• EXERCISE GOAL: Recast the records below as a Markdown table with a "Row" column for the row number and a "Text" column for each line, skipping blank lines. Leave the pictures out of the table.

-- SOURCE DATA start --

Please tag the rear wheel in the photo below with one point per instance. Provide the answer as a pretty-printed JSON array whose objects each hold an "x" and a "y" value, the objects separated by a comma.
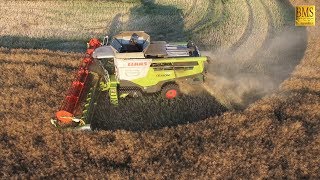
[{"x": 170, "y": 91}]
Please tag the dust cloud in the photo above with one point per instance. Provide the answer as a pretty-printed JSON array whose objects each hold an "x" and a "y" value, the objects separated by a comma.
[{"x": 236, "y": 82}]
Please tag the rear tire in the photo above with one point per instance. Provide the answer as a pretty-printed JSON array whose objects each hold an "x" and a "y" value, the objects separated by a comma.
[{"x": 170, "y": 91}]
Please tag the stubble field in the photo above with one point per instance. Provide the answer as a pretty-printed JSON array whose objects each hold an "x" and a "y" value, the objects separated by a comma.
[{"x": 257, "y": 117}]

-- SOURCE DATA end --

• RESPONSE TO THIS EXERCISE:
| Row | Text |
|---|---|
| 1 | Please tag the rear wheel in the photo below with one point per instance. Provide the answer as a pretty-printed JSON array whose objects each hold an "x" and a "y" value, the objects separated by a comma. |
| 2 | [{"x": 170, "y": 91}] |
| 3 | Please tag the dust cloud in the photo above with one point per instance. Provide the answer as a pretty-printed JSON array whose objects each hold an "x" and a "y" value, the objects separated by a comma. |
| 4 | [{"x": 236, "y": 82}] |
| 5 | Please tag the rear tire in the photo above with one point per instance. Provide the answer as a pretty-printed JSON array whose objects each hold an "x" and a "y" value, the objects separated by a comma. |
| 6 | [{"x": 170, "y": 91}] |
| 7 | Please tag the stubble field in the photo above with one point per instance. Provide the answer as a pretty-printed JSON array whose objects each hold an "x" and a "y" value, the objects separated by a comma. |
| 8 | [{"x": 257, "y": 117}] |